*** Opening Records for the exercise ***
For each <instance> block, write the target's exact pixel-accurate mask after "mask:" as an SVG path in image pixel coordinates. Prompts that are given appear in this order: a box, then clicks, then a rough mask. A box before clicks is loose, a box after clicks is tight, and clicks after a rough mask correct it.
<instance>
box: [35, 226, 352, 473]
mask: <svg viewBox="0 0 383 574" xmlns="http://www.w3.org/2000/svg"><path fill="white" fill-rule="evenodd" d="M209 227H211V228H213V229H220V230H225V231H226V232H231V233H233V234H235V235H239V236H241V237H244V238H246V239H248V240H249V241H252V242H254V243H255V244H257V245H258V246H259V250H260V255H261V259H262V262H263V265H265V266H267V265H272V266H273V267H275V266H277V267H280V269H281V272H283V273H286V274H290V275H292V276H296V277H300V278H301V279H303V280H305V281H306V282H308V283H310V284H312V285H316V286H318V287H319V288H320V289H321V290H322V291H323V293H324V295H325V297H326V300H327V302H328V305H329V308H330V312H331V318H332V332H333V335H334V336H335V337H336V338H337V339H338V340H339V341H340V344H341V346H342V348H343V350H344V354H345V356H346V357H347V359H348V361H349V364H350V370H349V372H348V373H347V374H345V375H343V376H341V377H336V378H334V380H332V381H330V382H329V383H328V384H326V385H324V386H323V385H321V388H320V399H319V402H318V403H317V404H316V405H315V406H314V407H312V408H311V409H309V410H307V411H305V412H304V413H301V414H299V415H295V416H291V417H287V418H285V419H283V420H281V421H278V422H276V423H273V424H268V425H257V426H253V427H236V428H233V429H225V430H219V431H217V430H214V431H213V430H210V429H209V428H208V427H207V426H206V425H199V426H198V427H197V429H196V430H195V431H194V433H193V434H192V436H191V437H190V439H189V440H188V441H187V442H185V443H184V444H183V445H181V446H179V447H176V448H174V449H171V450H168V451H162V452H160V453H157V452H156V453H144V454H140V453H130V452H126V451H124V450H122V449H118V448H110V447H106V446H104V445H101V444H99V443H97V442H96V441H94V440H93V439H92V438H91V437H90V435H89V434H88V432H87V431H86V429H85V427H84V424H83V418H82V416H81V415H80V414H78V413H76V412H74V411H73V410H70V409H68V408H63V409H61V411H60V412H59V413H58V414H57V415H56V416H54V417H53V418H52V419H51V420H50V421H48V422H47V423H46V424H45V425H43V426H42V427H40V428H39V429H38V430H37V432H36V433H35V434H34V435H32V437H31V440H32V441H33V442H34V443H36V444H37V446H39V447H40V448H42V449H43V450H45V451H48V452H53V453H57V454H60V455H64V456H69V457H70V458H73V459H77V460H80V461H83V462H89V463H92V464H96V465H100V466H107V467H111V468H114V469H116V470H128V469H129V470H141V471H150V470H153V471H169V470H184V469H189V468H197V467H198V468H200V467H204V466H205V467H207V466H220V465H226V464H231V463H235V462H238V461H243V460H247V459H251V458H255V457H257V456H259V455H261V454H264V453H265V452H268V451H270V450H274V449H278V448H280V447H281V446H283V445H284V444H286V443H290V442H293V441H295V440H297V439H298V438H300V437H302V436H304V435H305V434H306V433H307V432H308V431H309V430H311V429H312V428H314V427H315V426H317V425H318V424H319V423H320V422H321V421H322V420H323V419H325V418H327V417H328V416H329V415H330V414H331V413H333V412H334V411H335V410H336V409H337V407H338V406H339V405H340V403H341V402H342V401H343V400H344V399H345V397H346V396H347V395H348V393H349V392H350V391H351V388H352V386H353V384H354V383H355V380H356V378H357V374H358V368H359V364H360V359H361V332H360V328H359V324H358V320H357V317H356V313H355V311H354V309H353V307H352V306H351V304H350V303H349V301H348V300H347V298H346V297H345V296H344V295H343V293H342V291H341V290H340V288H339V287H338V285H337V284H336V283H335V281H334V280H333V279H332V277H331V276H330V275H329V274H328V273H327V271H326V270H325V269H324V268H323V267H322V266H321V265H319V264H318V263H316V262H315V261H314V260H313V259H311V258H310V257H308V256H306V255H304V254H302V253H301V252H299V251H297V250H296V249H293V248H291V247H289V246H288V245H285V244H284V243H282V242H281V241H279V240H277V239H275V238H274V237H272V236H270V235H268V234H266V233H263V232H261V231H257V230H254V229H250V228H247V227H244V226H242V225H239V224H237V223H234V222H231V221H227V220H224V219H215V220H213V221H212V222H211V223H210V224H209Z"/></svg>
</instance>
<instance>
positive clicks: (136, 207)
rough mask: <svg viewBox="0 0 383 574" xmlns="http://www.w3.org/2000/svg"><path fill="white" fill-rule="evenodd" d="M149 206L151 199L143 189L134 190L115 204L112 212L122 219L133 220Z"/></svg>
*** Closing Records for the exercise ***
— Work instructions —
Among the lines of the records, copy out each one that contains the word "clicks".

— Reply to the exercise —
For each <instance> block, write the target's exact pixel-accurate mask after "mask:" as an SVG path in image pixel coordinates. Prompts that are given appear in this order: a box, then clicks, then a rough mask. A box before clicks is loose, a box after clicks is tight, and clicks after a rough mask correct it.
positive clicks: (136, 207)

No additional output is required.